WHAT IS BEING ASKED =>
Pick out every line in the records below that contains the word "distant", and copy each one in full.

SUPPLIED RECORDS =>
/---
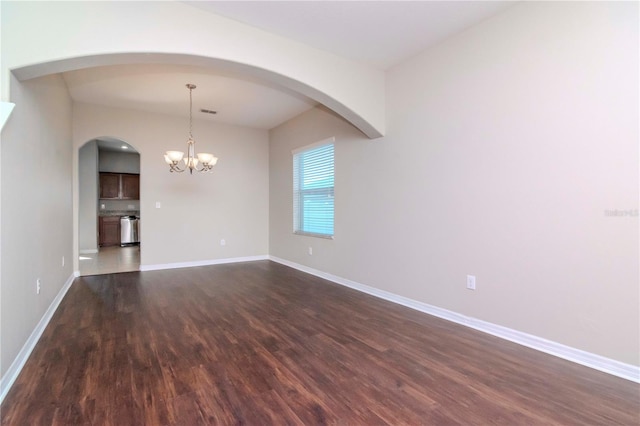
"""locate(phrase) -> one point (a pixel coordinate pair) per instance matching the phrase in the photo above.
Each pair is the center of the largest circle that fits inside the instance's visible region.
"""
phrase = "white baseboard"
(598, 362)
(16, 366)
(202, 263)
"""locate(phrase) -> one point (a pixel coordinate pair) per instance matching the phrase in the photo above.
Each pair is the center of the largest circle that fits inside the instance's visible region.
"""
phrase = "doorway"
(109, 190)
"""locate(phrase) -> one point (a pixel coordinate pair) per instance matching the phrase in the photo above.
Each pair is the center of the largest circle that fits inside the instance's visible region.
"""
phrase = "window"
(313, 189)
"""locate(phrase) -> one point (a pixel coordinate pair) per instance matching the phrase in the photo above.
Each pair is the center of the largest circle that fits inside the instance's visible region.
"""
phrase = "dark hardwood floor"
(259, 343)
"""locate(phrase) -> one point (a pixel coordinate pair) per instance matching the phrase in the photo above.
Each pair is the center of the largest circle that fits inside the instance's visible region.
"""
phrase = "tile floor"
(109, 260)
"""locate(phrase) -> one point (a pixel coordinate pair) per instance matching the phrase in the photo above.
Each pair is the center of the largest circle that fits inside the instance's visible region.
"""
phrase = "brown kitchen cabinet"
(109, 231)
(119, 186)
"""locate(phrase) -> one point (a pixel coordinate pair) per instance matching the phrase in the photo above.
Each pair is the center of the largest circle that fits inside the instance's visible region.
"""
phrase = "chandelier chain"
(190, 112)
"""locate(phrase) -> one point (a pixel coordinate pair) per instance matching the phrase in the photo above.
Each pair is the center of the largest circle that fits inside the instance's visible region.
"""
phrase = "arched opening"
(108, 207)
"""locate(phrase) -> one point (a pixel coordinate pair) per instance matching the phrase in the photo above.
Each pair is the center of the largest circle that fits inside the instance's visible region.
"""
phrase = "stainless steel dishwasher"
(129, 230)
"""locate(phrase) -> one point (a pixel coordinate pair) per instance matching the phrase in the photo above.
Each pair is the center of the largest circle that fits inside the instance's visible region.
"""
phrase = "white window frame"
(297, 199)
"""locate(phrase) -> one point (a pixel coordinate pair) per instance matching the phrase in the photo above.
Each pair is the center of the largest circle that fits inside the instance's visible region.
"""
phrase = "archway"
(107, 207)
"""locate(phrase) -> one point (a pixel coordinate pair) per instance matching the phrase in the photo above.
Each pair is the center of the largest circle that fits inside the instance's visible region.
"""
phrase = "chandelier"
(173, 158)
\---
/---
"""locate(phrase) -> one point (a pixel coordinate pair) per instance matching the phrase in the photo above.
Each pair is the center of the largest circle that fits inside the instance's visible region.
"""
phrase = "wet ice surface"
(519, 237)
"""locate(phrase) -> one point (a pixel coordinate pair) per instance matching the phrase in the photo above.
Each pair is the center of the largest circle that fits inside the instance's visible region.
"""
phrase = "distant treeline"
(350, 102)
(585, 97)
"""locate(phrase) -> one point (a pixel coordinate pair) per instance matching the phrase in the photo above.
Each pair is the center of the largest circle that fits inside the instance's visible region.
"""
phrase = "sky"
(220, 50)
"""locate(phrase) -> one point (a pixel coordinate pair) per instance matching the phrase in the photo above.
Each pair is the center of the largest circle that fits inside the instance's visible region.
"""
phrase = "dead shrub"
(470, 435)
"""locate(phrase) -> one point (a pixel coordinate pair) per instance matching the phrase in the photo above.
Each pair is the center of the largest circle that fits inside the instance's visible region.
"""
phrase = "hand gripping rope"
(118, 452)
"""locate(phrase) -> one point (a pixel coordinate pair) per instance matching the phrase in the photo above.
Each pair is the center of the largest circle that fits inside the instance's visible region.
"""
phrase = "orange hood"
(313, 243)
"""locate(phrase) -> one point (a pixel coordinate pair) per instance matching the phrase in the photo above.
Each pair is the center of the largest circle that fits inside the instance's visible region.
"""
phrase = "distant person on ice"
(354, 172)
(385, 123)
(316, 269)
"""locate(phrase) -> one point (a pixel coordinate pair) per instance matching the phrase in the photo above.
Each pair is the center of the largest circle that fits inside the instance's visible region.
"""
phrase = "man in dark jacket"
\---
/---
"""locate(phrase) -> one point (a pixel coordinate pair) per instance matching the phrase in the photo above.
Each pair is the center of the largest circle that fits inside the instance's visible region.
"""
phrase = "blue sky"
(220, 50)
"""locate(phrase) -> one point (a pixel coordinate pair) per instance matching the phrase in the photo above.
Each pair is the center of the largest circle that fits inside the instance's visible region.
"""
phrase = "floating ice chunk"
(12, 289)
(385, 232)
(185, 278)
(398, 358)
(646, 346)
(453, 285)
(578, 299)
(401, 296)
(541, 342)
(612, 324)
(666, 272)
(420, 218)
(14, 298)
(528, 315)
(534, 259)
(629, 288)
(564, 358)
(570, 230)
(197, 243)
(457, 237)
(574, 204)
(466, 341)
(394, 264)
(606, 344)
\---
WRITTEN SOLUTION =>
phrase = "distant treeline"
phrase = "distant person on ice"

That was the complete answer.